### Dataset entries
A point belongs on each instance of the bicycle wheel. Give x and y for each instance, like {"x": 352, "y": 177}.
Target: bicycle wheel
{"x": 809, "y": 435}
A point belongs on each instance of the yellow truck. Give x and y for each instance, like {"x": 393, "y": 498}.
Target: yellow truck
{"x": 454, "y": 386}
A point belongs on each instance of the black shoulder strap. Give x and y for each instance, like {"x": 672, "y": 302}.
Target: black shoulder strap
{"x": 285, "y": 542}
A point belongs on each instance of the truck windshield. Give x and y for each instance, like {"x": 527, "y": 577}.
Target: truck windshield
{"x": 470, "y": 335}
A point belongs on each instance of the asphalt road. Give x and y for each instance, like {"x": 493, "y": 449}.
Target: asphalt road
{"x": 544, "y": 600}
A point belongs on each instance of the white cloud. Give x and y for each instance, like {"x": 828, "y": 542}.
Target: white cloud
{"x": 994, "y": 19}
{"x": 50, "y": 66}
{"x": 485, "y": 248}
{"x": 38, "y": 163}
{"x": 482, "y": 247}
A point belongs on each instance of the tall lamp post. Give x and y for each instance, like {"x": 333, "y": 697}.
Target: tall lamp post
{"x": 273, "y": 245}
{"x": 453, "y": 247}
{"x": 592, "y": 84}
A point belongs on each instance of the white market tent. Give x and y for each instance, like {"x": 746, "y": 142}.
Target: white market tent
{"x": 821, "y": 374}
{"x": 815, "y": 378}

### Task to complete
Copy all of the entries above word for word, with every line in its original order.

### The output
A point belongs on each instance of the bicycle wheel. Give x and y for each instance, like {"x": 352, "y": 177}.
Target: bicycle wheel
{"x": 809, "y": 435}
A point belongs on each instance of the yellow truck. Give x and y for each instance, like {"x": 393, "y": 498}.
Target: yellow truck
{"x": 454, "y": 386}
A point belongs on each instance of the black shoulder strap. Give x and y for each instance, like {"x": 672, "y": 302}.
Target: black shoulder strap
{"x": 285, "y": 542}
A point belongs on each instance of the truck windshield. Give x and y for each instance, like {"x": 527, "y": 577}.
Target: truck windshield
{"x": 470, "y": 335}
A point belongs on each instance of the asphalt road. Give x and y for each instance, like {"x": 493, "y": 449}.
Target: asphalt road
{"x": 544, "y": 600}
A point belongs on each instance of the white cloud. Give x and y for each instance, like {"x": 828, "y": 542}.
Target: white cloud
{"x": 994, "y": 19}
{"x": 50, "y": 66}
{"x": 485, "y": 248}
{"x": 38, "y": 163}
{"x": 482, "y": 247}
A point belongs on each instance of the tall lamp post. Give x and y for each instance, like {"x": 333, "y": 697}.
Target: tall lamp post
{"x": 273, "y": 245}
{"x": 453, "y": 247}
{"x": 592, "y": 84}
A point belongs on each instance of the white market tent. Give x and y for each instance, like {"x": 746, "y": 142}.
Target: white market tent
{"x": 821, "y": 374}
{"x": 815, "y": 378}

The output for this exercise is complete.